EXERCISE DIRECTIONS: Copy the records word for word, from the line containing "Can you find the raised" through the end, with both ends included.

* begin EXERCISE MATERIALS *

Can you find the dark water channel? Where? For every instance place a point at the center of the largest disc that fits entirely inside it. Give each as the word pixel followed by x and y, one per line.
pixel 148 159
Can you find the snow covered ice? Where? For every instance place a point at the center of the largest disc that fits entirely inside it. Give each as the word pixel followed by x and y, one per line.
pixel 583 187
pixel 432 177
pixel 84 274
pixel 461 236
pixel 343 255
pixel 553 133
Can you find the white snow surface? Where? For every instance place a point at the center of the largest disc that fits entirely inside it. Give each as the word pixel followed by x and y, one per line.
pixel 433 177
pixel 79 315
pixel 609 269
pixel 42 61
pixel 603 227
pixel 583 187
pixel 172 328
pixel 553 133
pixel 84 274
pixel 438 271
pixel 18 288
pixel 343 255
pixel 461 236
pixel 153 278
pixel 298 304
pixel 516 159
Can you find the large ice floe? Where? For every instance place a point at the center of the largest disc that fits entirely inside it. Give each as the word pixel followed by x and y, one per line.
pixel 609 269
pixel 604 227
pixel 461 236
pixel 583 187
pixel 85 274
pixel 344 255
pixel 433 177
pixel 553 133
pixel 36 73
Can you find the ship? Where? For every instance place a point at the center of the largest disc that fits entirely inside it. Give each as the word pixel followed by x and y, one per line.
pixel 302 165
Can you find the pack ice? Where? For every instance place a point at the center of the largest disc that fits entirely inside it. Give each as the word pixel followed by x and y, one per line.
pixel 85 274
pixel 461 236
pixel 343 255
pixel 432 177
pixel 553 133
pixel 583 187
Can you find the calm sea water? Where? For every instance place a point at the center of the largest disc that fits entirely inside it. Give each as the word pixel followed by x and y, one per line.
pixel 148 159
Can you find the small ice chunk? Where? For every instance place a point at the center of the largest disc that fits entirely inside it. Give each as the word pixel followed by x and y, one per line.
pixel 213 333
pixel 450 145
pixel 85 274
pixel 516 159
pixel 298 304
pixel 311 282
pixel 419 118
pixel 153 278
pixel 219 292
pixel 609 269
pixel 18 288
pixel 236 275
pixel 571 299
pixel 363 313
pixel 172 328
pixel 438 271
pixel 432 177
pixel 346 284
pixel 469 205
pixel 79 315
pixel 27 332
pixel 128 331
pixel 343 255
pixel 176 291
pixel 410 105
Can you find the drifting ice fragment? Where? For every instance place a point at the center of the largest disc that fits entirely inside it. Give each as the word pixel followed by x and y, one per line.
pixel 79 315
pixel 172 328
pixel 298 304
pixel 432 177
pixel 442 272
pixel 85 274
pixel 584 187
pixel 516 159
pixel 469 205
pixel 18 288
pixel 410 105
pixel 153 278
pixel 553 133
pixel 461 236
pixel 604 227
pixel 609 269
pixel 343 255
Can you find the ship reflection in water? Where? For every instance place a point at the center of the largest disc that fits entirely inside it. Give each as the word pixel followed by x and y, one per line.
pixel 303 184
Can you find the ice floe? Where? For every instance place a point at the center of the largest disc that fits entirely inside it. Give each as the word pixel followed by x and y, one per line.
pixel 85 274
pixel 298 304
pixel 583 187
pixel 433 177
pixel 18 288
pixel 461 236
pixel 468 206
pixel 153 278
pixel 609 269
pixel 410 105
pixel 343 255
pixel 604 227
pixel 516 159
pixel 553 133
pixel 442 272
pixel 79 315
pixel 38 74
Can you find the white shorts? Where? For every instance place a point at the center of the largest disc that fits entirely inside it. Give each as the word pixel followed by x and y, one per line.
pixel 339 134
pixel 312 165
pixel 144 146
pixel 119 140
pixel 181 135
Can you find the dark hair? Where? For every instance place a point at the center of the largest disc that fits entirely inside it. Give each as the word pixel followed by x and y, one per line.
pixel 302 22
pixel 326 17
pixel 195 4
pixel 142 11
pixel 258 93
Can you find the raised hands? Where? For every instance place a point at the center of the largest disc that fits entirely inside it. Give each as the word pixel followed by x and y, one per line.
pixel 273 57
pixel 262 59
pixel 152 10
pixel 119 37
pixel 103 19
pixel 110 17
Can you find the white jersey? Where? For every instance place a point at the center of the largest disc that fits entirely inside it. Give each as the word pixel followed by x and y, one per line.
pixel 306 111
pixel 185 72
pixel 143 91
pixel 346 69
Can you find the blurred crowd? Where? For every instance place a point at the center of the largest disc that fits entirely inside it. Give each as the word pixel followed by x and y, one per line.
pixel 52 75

* end EXERCISE MATERIALS *

THE RESULT:
Can you find the raised hands? Where? For every instance place a point at the center of the largest disc that fits entirely inside it. Give each as the word pixel followed by x and y, one per line.
pixel 273 57
pixel 262 59
pixel 152 10
pixel 119 37
pixel 103 19
pixel 110 17
Can you find the white jersey? Where? For every instance place a point at the center of the largest disc that fits entirely inside it. Give each as the word pixel followed by x and y, one per line.
pixel 306 111
pixel 185 72
pixel 143 91
pixel 346 69
Can you find the blurred crowd? Where? For every instance place a point at the center of the largest disc that fits entirely inside it. Give each as the word pixel followed by x and y, one per line.
pixel 52 75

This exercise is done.